■ Information shown ■
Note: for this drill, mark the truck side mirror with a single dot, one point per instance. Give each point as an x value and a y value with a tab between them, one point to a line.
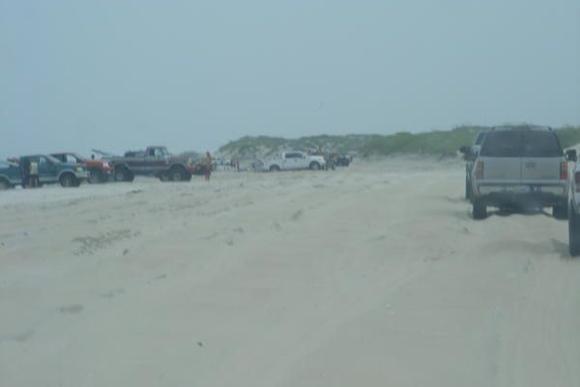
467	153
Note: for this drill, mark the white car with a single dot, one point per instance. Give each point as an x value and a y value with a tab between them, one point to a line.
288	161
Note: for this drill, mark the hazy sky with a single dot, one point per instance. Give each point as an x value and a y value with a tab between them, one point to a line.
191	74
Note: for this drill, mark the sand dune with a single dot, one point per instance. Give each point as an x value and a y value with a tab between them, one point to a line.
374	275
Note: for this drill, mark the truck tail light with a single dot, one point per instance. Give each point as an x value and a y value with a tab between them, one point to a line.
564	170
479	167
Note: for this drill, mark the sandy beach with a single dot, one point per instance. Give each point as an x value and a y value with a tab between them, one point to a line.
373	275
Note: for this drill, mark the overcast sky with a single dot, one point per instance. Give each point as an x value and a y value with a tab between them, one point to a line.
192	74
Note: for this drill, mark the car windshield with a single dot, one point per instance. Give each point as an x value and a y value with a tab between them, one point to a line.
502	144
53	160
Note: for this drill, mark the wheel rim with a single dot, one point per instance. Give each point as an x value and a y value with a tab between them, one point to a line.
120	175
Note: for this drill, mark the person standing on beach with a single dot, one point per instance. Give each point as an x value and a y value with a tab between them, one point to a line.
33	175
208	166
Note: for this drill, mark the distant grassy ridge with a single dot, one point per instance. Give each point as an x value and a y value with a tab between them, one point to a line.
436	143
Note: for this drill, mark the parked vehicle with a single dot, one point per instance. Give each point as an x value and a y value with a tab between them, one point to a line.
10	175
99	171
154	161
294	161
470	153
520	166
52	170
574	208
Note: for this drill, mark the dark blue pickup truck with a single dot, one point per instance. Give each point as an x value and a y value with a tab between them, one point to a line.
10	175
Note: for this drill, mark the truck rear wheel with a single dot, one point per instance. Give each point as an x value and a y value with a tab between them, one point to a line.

---

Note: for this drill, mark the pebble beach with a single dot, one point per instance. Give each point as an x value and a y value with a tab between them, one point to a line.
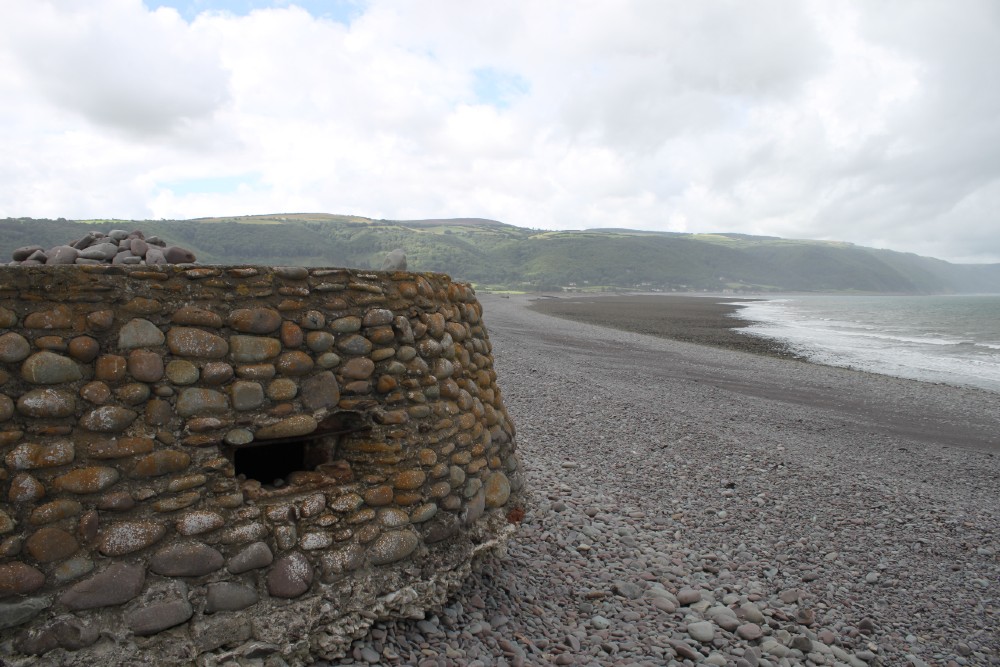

■ Exercise details ■
Arrange the data as a Markdown table with the columns Row and Entry. Start at the line that contains "Note: for this drill, mark the distant", end with the line that contains "Note: for this drill, mark the truck rear", number each line in order, and omit blank lines.

■ Final result ■
| Row | Entry |
|---|---|
| 1 | Note: for this drill, mark the distant grassy ridge with a single dot, one point per instance. Give each point as an x value and a y value with a tab between them, one point to a line. |
| 2 | 436	143 |
| 3 | Note: for this drill, mark the parked vehicle with a single dot, one point per instance. Give each point as an x value and a y value with a tab between them, one point to a line. |
| 4 | 10	175 |
| 5 | 99	171 |
| 6 | 154	161 |
| 7 | 294	161 |
| 8 | 470	153 |
| 9 | 520	166 |
| 10 | 52	170 |
| 11 | 574	208 |
| 12 | Note: for this drill, mark the dark blue pickup truck with a single dot, one point per instance. Give each point as an x value and a y value with a tab between them, one point to a line. |
| 13 | 10	175 |
| 14 | Note: for this drill, mark the truck rear wheel with a single dot, one point per instance. Give each point as an x value and a y value with a tab between them, one point to a line. |